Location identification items
----------

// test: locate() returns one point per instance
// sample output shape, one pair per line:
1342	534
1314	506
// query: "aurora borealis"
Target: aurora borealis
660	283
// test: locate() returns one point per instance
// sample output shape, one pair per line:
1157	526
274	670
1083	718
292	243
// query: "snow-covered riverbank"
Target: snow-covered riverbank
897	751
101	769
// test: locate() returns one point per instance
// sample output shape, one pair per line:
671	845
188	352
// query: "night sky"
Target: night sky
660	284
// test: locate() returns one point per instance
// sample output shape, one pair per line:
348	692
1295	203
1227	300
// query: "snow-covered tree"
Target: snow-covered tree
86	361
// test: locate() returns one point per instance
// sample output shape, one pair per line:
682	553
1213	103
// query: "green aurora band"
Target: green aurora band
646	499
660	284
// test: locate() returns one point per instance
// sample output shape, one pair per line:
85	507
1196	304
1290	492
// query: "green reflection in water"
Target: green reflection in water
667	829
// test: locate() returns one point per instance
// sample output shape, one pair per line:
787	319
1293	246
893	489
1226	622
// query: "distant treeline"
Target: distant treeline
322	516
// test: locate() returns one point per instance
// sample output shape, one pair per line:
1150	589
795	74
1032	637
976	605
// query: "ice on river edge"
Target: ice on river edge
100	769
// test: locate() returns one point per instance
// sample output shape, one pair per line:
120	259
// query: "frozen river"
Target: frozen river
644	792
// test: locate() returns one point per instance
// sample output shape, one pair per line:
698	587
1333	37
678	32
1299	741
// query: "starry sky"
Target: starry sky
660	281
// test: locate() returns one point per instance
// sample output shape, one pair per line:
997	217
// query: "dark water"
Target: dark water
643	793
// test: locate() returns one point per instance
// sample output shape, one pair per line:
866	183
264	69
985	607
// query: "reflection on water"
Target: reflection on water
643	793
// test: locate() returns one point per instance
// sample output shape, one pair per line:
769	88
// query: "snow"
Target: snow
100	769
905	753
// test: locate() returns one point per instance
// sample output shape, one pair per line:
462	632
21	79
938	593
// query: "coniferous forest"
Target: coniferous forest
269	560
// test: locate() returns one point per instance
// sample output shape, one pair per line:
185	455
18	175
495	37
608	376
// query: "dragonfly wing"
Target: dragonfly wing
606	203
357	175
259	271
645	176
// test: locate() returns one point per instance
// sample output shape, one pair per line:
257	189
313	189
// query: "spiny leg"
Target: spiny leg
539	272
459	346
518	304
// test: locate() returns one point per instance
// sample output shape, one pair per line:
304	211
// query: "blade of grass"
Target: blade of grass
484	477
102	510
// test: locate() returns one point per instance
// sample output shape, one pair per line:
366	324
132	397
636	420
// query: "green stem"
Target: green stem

----------

◆ EXERCISE
Restate the listing in full, word for word.

◆ EXERCISE SOLUTION
// test: locate() returns one point per instance
// sample output shape, one pair per line:
1342	534
1314	506
// query: "aurora borealis"
Target: aurora borealis
660	283
// test: locate() returns one point per instance
// sample output shape, one pair per line:
1157	526
274	670
1083	718
292	243
// query: "snow-covered riverbank"
Target: snow-covered riverbank
897	751
101	769
// test: locate() returns one point per instance
// sample output shape, one pair per line:
671	845
188	352
// query: "night sky"
Target: night sky
660	284
// test: locate() returns one point per instance
// sample output shape, one pair per line:
348	692
1295	203
1227	300
// query: "snow-covered tree"
Target: snow-covered tree
86	361
// test: locate() returns one point per instance
// sample output shape, one pair per line:
682	553
1213	103
// query: "green aurora band"
Target: green aurora band
646	499
660	284
// test: locate() returns one point per instance
// sample output shape, one pair per line:
85	507
1196	304
1290	492
// query: "green reflection in water"
Target: green reflection in water
667	829
// test: locate() returns one point per instance
// sample output shape, one pair per line:
787	319
1293	246
893	489
1226	622
// query: "distant treeline"
Target: distant treeline
322	516
// test: locate() returns one point per instance
// sample output shape, one pair per line:
1150	589
795	74
1032	637
976	605
// query: "ice on river edge"
Target: ice on river edge
100	769
// test: locate() returns one point per instance
// sample output shape, one pair per line:
120	259
// query: "frozen river"
Target: frozen river
644	792
// test: locate() returns one point per instance
// sample output shape, one pair per line:
698	587
1333	37
678	32
1299	741
// query: "starry sky"
Target: starry sky
660	281
// test: locate() returns one point per instance
// sample output shape, one pair per line:
997	217
// query: "dark water"
Target: dark water
643	793
// test: locate() returns one point per instance
// sample output shape, one pair per line:
866	183
264	69
985	607
// query: "reflection on water"
Target: reflection on water
643	793
// test: locate() returns one point per instance
// sample output shape, one pair per line:
769	88
// query: "snow"
Target: snow
100	769
905	753
// test: locate() returns one point per instance
// sample output shape, one pair per line:
462	632
21	79
938	593
// query: "coniferous forest"
Target: coniferous forest
269	560
// test: locate() returns one point per instance
// sample output shape, one pair per line:
185	455
18	175
495	37
608	376
// query: "dragonfly wing"
Target: dragonfly wing
606	203
357	175
259	271
645	176
// test: locate() returns one point per instance
// sample output shape, one pair per line:
257	189
313	189
// query: "spiny leg"
Target: spiny leg
539	272
459	346
518	304
// test: locate() returns one point per instance
// sample output shape, one pair per line:
304	211
// query: "blade of grass"
Target: blade of grass
484	477
102	510
// test: locate() returns one point per instance
// sample output shape, one pair per line:
366	324
132	397
636	420
// query: "green stem"
Target: green stem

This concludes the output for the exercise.